DOCUMENT SEGMENT:
Segment Open

On getting older

blogger, blog, lblogger, aging, older, think piece, thoughts
Photo: Unsplash

I spent a lot of my teenage life waiting to be 18 – to me, 18 meant a sweet taste of adulthood and freedom and when you’re younger, nothing sounds better. Of course, you reach that post you stretched out your arms for, and the clock keeps ticking. 20s hit, then mid 20s hit. Whilst I’m getting older, I can acknowledge that I’m still young. I’m 26.

So, yes – in theory I’m young, but in practice, whilst I’m young, I’m really not that young… you know? Expectations for me are and have mounted, and whilst I still flippantly refer to getting around to doing something in my “late 20s”, it’s starting to hit me that the due date I’ve set for many of these things is patiently waiting to knock on my door in a few years time, as patiently as 25 waited to greet me at the door after I hit that coveted age of 18.

Getting older for me falls into one of two buckets at any moment in time. It’s either – eh, who cares. Life is good, or wait – this is starting to feel way too old for me.

At times, it definitely can feel weird getting older – sometimes I even forget my age (I blame COVID for that).

Segment Closed

SUPPLIED MATERIAL:

Segment Open

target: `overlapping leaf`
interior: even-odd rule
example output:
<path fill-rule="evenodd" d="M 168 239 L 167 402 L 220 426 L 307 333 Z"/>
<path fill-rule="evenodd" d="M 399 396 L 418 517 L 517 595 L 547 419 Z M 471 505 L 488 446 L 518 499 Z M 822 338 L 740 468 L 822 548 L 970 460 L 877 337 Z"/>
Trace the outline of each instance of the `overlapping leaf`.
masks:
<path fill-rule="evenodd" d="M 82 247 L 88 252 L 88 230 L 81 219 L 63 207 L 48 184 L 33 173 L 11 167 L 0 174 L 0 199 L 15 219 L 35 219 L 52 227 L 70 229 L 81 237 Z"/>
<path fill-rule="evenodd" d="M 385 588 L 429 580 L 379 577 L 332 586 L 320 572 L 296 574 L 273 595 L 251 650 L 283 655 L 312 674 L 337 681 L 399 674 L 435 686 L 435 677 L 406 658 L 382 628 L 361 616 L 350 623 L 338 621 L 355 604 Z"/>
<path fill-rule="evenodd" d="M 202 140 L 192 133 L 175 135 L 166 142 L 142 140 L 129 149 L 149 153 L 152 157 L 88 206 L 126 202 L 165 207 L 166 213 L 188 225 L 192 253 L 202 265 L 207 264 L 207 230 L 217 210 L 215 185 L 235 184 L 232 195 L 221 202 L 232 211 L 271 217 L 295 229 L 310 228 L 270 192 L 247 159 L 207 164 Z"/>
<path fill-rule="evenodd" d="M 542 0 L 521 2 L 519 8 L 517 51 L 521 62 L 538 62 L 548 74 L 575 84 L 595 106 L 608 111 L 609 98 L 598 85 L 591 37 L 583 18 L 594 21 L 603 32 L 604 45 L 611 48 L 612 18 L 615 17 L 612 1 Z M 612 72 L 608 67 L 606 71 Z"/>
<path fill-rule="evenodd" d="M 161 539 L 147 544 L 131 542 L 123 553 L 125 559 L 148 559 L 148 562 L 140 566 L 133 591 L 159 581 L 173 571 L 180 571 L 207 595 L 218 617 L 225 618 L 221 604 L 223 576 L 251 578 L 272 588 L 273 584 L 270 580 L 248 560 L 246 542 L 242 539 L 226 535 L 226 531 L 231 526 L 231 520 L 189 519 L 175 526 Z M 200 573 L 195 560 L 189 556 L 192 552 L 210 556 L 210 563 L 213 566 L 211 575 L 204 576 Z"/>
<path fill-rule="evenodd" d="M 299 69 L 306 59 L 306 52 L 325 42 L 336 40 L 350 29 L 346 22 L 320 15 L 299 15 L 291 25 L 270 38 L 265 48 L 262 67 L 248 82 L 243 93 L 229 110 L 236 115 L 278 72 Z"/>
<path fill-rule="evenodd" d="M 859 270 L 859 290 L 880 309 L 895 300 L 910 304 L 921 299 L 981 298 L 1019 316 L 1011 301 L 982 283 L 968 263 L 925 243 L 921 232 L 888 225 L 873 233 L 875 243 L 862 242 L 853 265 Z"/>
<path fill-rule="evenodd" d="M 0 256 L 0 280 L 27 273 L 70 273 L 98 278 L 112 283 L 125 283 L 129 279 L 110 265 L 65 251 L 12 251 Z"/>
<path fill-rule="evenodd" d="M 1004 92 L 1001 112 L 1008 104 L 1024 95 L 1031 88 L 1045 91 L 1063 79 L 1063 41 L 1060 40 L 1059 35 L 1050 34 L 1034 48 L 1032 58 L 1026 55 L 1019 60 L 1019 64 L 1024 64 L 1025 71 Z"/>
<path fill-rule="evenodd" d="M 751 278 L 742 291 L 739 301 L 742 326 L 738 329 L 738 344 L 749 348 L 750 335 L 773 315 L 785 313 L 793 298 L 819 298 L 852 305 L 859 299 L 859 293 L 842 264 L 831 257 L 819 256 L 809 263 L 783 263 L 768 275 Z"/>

Segment Closed

PROMPT 1: In the essay on getting older, what age does the writer say they are now?
PROMPT 2: Write the next part of the essay on getting older, picking up after its final sentence.

RESPONSE 1: 26

RESPONSE 2:
We spend a lot of time looking ahead. I reference my “late 20s” and wonder about where I’ll be in my 30s. In primary school – all of the kids would wonder what it would be like to be the “big kids” who were 10 years old and sat on the benches. In secondary school – my friends and I would wonder what it would be like to turn 18 and no longer have to meticulously plan how everyone is “getting drink” for a party (even if it’s a 5% Smirnoff ice). You get to university, and suddenly, you’re the youngest. You’re the wide eyed 18 year old new on the scene, ready to enjoy your year as a “fresher” – certainly naïve with a lot to learn, and probably easily taken advantage of. But, it feels good to be youngest… the “new kids on the block”. You’re young enough that responsibilities aren’t even a thing and being in your overdraft has yet to be hugely concerning. Yet, you’re enjoying all the freedoms of moving out and living alone. You’re still young enough that you don’t have to have much figured out at all.

But university passes as fast as a cloud on a sunny day, and soon enough, you likely join the world of pay checks and bills. There’s no defined rule book for each year anymore, like GCSEs or A Levels, instead, you’re working now and it’s up to you to figure out how you’re going to write your story. Time flies, and suddenly the things you didn’t worry about before quickly move to the top of your stress-out-list: So, how do you “make it”, then? Is your 9-5 going to continue to fulfil you for the coming years? Do you side hustle it at the same time? Do you quit it all and go solo? When do you buy your first house? When do you settle down? Not before long, you even start to connect the dots of what your parents were doing at your very same age; monumental things like immigrating and even starting a family. Meanwhile, you’ve spent the entirety of Sunday in bed with a hangover brought on by too many bubbles and/or shots the night prior.

At the same time, trends and changing, and you’re finding… for the first time… that maybe you’re not really into all of them. For example, I find TikTok entertaining to scroll through, but I’m not really about to to learn and film myself doing those random dances. You’re finding out that trends are changing too, even reverting back to trends from your childhood – somebody somewhere has decided skinny jeans are out of style and apparently side partings too.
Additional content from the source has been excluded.